■ **Task prompt**
Copy all lines below exactly as written. Leave pictures out.

■ **Information given**
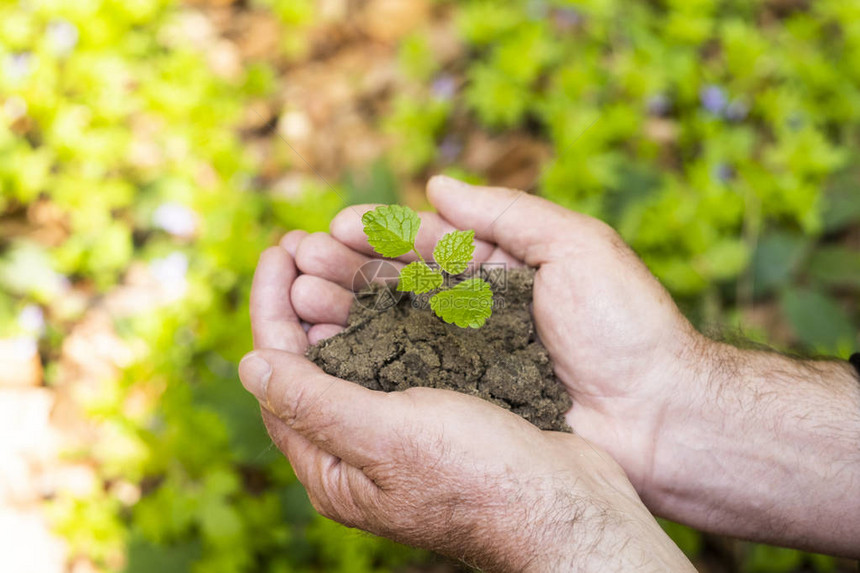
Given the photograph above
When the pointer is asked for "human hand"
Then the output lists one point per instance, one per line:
(618, 342)
(441, 470)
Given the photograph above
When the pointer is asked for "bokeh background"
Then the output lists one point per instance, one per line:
(150, 149)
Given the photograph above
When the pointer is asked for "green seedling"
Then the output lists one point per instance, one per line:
(391, 231)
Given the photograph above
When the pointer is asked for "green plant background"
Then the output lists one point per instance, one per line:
(719, 137)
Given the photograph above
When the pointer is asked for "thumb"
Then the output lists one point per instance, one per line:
(342, 418)
(525, 226)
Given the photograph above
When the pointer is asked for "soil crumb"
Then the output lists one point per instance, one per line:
(407, 345)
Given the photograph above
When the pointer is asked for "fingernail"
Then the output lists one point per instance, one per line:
(450, 182)
(255, 373)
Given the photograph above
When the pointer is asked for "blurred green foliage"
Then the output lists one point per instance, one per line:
(717, 136)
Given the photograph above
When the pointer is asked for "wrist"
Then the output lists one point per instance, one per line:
(763, 446)
(593, 523)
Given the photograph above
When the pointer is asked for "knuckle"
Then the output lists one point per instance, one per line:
(310, 254)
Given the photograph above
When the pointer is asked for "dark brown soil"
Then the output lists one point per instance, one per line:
(406, 345)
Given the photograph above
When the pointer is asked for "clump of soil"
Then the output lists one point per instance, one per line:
(407, 345)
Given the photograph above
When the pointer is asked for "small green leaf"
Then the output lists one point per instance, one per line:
(391, 229)
(817, 319)
(469, 304)
(454, 251)
(418, 278)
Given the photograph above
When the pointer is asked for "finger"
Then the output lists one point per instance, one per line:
(291, 241)
(321, 255)
(344, 419)
(347, 228)
(320, 332)
(317, 300)
(529, 228)
(336, 489)
(274, 323)
(306, 460)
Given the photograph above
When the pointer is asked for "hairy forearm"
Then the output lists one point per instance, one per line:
(769, 450)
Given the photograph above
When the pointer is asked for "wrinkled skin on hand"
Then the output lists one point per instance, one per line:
(617, 340)
(436, 469)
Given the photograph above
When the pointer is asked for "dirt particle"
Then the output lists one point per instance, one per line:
(404, 346)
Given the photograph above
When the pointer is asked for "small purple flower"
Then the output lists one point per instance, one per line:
(444, 87)
(450, 149)
(737, 110)
(170, 272)
(18, 66)
(32, 319)
(723, 173)
(713, 99)
(796, 121)
(62, 37)
(176, 219)
(659, 104)
(537, 9)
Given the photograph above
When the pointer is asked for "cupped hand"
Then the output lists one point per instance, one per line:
(618, 341)
(437, 469)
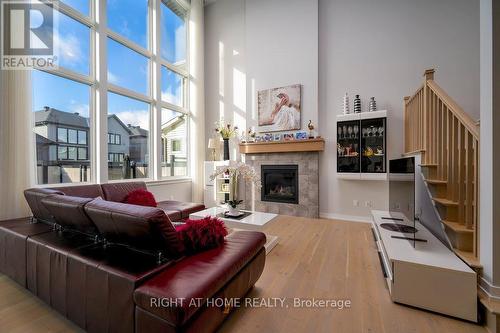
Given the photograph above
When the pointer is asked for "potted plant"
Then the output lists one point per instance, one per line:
(226, 131)
(236, 171)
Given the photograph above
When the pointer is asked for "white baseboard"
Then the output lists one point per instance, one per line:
(490, 289)
(343, 217)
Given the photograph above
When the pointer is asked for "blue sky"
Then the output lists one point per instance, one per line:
(126, 68)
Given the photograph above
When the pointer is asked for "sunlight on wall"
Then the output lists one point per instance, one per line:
(254, 105)
(221, 109)
(221, 69)
(239, 90)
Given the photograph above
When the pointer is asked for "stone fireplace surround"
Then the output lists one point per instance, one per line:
(308, 164)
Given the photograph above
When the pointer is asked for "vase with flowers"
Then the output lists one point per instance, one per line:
(236, 171)
(226, 131)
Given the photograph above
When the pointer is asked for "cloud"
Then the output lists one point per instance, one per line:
(134, 118)
(69, 48)
(112, 78)
(81, 108)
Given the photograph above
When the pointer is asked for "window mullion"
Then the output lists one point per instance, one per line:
(101, 98)
(155, 38)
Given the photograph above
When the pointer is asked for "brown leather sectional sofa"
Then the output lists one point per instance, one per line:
(114, 267)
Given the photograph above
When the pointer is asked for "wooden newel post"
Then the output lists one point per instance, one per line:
(429, 74)
(406, 123)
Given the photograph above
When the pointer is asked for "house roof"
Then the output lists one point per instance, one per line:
(137, 131)
(54, 116)
(165, 127)
(127, 128)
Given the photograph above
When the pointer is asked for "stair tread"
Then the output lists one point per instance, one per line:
(445, 202)
(457, 227)
(436, 181)
(469, 258)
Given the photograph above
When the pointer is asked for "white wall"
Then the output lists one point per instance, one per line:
(179, 191)
(372, 48)
(381, 48)
(253, 45)
(489, 185)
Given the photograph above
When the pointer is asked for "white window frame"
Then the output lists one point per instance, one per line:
(97, 137)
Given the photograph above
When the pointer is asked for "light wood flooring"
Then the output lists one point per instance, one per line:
(322, 259)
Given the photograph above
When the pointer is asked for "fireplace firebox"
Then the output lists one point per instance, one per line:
(280, 183)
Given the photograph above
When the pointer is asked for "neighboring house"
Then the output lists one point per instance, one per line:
(174, 147)
(138, 144)
(174, 138)
(61, 136)
(63, 145)
(118, 139)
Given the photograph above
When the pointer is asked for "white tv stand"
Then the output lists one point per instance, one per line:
(429, 275)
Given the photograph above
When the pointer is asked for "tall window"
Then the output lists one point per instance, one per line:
(66, 104)
(174, 113)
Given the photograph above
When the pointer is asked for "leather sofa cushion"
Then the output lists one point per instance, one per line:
(173, 215)
(69, 212)
(184, 208)
(199, 276)
(142, 227)
(84, 191)
(209, 317)
(34, 198)
(13, 236)
(118, 191)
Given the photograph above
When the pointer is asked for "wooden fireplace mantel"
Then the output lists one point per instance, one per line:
(283, 146)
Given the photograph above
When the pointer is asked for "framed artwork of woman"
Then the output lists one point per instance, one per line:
(279, 108)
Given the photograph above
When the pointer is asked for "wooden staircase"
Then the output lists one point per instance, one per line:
(448, 140)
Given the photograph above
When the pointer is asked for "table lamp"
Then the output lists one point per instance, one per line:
(212, 144)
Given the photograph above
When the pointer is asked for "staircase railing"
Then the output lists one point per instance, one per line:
(448, 139)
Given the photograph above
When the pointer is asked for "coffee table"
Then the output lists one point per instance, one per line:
(254, 222)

■ **Response**
Given the photograph above
When the pointer is asked for "human hand"
Then the output lists one point per instance, one per line:
(618, 342)
(441, 470)
Given the photograph above
When the pointer is asked for "bokeh background"
Then the output lists one point per instance, one per line:
(150, 149)
Given the photograph above
When the pointer is asked for "green seedling"
Then the output lists one point per instance, one per line:
(391, 231)
Given the photograph above
When the pointer is asked for "green plant background"
Then the output lists one point per instance, one per line:
(719, 137)
Given the photograph above
When the pointer is asked for "thumb"
Then the output lists one point per instance, one per line:
(342, 418)
(525, 226)
Given the photograph above
When the pointer is asked for "soil crumb"
Then the output lists one point per instance, one per line:
(407, 345)
Given the photograph above
When the pointer is asked for "fingernail"
Then the output lists one point per instance, one per line:
(450, 182)
(255, 373)
Given the photograph above
When the pointer is asked for "blurred green foliage"
Then the output lists one point per instance, one per line:
(717, 136)
Given the photograph above
When the pointer is asked for "wrist"
Then the output lists one point per instance, one per line:
(763, 446)
(593, 523)
Given the photograph above
When the pointer is asked for "knuckle"
Then the output lists one point per instance, one per line:
(310, 254)
Given the photograph above
When the pointer is asked for "dark brown soil"
Then the output lists one point per instance, one per line:
(406, 345)
Given the photograph above
When the pointer is asked for "clump of soil"
Then the output lists one point per instance, one per line:
(407, 345)
Given the photograph above
When the pointer is asked for "small green leaf"
Then the output lists one point per instance, one per line:
(391, 229)
(817, 319)
(469, 304)
(454, 251)
(418, 278)
Given the photograph above
When the pointer is asked for "finger"
Then the output lists one point per instance, one per line:
(291, 241)
(321, 255)
(344, 419)
(347, 228)
(320, 332)
(317, 300)
(529, 228)
(336, 489)
(274, 323)
(306, 460)
Given the photograph above
When the pointer is asked for "hairy forearm"
Then the output lists one point per instance, one per line:
(769, 450)
Given the photograph above
When the pointer is asked for "wrinkled skin on hand"
Then the output lists one point per instance, one per line:
(617, 340)
(436, 469)
Given the photograph above
When the pointer is asked for "dirt particle"
Then the output lists one point per instance, one per line:
(404, 346)
Given the photograph above
When the pointer is asked for "small purple flower"
Then the output lists one point per instance, one per line:
(444, 87)
(450, 149)
(737, 110)
(170, 272)
(18, 66)
(32, 319)
(723, 173)
(713, 99)
(796, 121)
(62, 37)
(176, 219)
(659, 104)
(537, 9)
Given the photograph above
When the pointer is asked for "cupped hand"
Then the output lists one point per instance, one per line:
(618, 341)
(437, 469)
Given the photograph above
When the pointer is asked for "potted plant"
Then the output lists one point per instance, one per line:
(226, 131)
(236, 171)
Given the photograph above
When the pointer is asked for "white baseboard"
Then the output lists one point per instance, one per line:
(490, 289)
(343, 217)
Given the photograph above
When the pointer is asked for "blue sky"
Then the output lists one point per instance, one per line:
(126, 68)
Given the photograph above
When the pointer is asked for "sunlight on wall"
Then the output lists one point per instance, one per line:
(254, 105)
(221, 109)
(221, 69)
(239, 90)
Given the photograph above
When the pointer is asked for "stone fireplace surround"
Then the output lists one point per instance, one per line:
(308, 164)
Given the photograph above
When the pointer is asked for "vase with flowers"
Then the output lists one point per instance, one per line:
(236, 171)
(226, 131)
Given the photograph above
When the pointer is asked for "cloud"
Then the output lists one point per instance, one per line:
(134, 118)
(69, 48)
(112, 78)
(81, 108)
Given the photograph above
When the pointer is asked for "window mullion"
Then the output lists one point per instance, one per line:
(101, 98)
(155, 38)
Given the photograph above
When the pointer is asked for "brown leather sectional sofa"
Then the output lists one point per instance, one per line:
(114, 267)
Given the photograph above
When the pointer is asked for "wooden newel post"
Then the output lists one point per instance, one per line:
(429, 74)
(406, 123)
Given the photograph above
When the pointer is asked for "house roof"
Then the output lists one point per instance, one per line:
(137, 131)
(54, 116)
(165, 127)
(127, 128)
Given the photograph above
When the pointer is asked for "stair tread"
Then the output lists one point per instance, one per line:
(445, 202)
(457, 227)
(436, 181)
(469, 258)
Given the photograph above
When the pointer is asked for "white wall"
Then the output lists one point per instance, one per line:
(179, 191)
(372, 48)
(381, 48)
(253, 45)
(489, 185)
Given the photograph above
When the pointer is asked for "white window frame"
Then the output lists one point per instance, one per line:
(97, 137)
Given the photograph above
When the pointer is asked for "light wood flooring"
Then the output lists one point per instance, one per line:
(322, 259)
Given the photograph above
When the pointer is asked for "fireplace firebox"
Then the output lists one point per instance, one per line:
(280, 183)
Given the photograph above
When the pointer is asked for "neighboring house"
Then the output lists one point per instance, one per line:
(174, 147)
(138, 144)
(174, 138)
(61, 136)
(63, 145)
(118, 139)
Given the photograph above
When the pointer is asked for "white tv stand"
Then the output lists one point per instance, one per line:
(429, 275)
Given the photograph above
When the pointer is asked for "tall window"
Then the output lists one point per instance, one per line:
(66, 104)
(174, 113)
Given the photograph above
When the pointer is asked for "leather sofa cushion"
Then the output lists one point per instance, one per line:
(173, 215)
(69, 212)
(184, 208)
(199, 276)
(142, 227)
(84, 191)
(209, 317)
(34, 198)
(13, 236)
(118, 191)
Given the photograph above
When the pointer is asked for "wooden fireplace mantel"
Then the output lists one point per instance, one per line:
(283, 146)
Given the photograph above
When the pointer is asked for "framed artwork of woman"
Then the output lists one point per instance, one per line:
(279, 108)
Given the photograph above
When the pointer is asked for "wooden staircase"
Then the output lists one point per instance, one per line:
(448, 140)
Given the photograph above
When the pointer is asked for "table lamp"
Then the output lists one point per instance, one per line:
(212, 144)
Given the photograph above
When the pointer is asked for "staircase railing"
Then the output lists one point per instance, one per line:
(448, 139)
Given the photograph above
When the pointer is asked for "coffee table"
Then the output lists one point per instance, one per line:
(254, 222)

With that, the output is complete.